Task goal:
Give the number of lines below that hold the string "asphalt", and nothing more.

Excerpts from a dataset:

■ ■ ■

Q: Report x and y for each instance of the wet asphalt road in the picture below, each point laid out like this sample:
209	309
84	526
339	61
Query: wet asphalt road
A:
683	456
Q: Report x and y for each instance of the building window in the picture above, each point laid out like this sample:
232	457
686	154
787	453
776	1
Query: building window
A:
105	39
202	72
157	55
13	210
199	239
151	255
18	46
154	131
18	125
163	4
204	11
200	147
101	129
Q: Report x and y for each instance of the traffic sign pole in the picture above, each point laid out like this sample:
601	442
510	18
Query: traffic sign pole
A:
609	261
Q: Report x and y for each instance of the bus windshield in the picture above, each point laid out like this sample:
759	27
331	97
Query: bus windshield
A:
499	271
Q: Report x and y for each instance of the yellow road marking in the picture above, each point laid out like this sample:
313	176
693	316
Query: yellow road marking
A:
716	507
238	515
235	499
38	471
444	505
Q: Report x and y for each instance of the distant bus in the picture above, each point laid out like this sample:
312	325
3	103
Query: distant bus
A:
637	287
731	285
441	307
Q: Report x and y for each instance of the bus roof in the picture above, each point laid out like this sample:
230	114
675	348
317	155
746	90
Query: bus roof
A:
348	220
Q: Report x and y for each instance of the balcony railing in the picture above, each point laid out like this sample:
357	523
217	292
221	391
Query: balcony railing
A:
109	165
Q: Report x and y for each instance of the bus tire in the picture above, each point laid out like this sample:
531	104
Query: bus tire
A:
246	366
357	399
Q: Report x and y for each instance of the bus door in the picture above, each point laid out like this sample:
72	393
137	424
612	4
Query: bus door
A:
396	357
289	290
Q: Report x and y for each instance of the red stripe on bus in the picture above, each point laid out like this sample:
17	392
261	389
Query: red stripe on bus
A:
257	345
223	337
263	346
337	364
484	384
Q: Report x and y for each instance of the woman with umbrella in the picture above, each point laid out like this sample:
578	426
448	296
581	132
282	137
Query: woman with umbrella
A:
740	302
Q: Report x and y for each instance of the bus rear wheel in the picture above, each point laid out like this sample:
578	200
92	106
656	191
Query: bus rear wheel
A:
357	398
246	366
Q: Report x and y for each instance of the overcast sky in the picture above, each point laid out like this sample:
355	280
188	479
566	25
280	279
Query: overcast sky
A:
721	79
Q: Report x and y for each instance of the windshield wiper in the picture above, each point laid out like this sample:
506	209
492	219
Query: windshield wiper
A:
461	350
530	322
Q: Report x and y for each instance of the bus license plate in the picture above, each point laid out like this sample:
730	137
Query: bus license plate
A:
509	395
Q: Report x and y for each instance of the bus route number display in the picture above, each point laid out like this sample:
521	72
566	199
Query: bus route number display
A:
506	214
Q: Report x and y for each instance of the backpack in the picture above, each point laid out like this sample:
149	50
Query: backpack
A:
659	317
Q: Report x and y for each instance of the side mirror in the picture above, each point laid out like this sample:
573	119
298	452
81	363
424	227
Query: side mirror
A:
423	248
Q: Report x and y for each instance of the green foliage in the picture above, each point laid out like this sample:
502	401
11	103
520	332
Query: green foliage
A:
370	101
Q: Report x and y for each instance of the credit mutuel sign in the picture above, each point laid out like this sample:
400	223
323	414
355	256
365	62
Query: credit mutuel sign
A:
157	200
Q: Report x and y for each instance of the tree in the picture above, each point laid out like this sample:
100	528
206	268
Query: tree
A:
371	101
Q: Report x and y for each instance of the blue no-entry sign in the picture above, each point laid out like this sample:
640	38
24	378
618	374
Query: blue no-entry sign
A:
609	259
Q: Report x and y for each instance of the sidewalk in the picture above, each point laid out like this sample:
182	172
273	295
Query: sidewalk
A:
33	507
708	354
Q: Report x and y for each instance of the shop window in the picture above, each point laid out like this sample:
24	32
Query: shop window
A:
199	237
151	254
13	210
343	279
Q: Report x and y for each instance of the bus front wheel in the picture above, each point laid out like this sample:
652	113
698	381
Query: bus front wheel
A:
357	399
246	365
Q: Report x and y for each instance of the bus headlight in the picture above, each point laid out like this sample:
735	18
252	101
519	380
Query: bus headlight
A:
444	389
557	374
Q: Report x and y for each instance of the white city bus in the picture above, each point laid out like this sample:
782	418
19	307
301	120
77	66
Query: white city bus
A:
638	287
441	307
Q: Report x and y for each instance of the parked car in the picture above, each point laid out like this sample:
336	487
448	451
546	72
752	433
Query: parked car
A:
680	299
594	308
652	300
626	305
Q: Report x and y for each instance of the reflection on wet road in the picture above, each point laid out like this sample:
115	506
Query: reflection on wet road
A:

■ ■ ■

Final answer:
2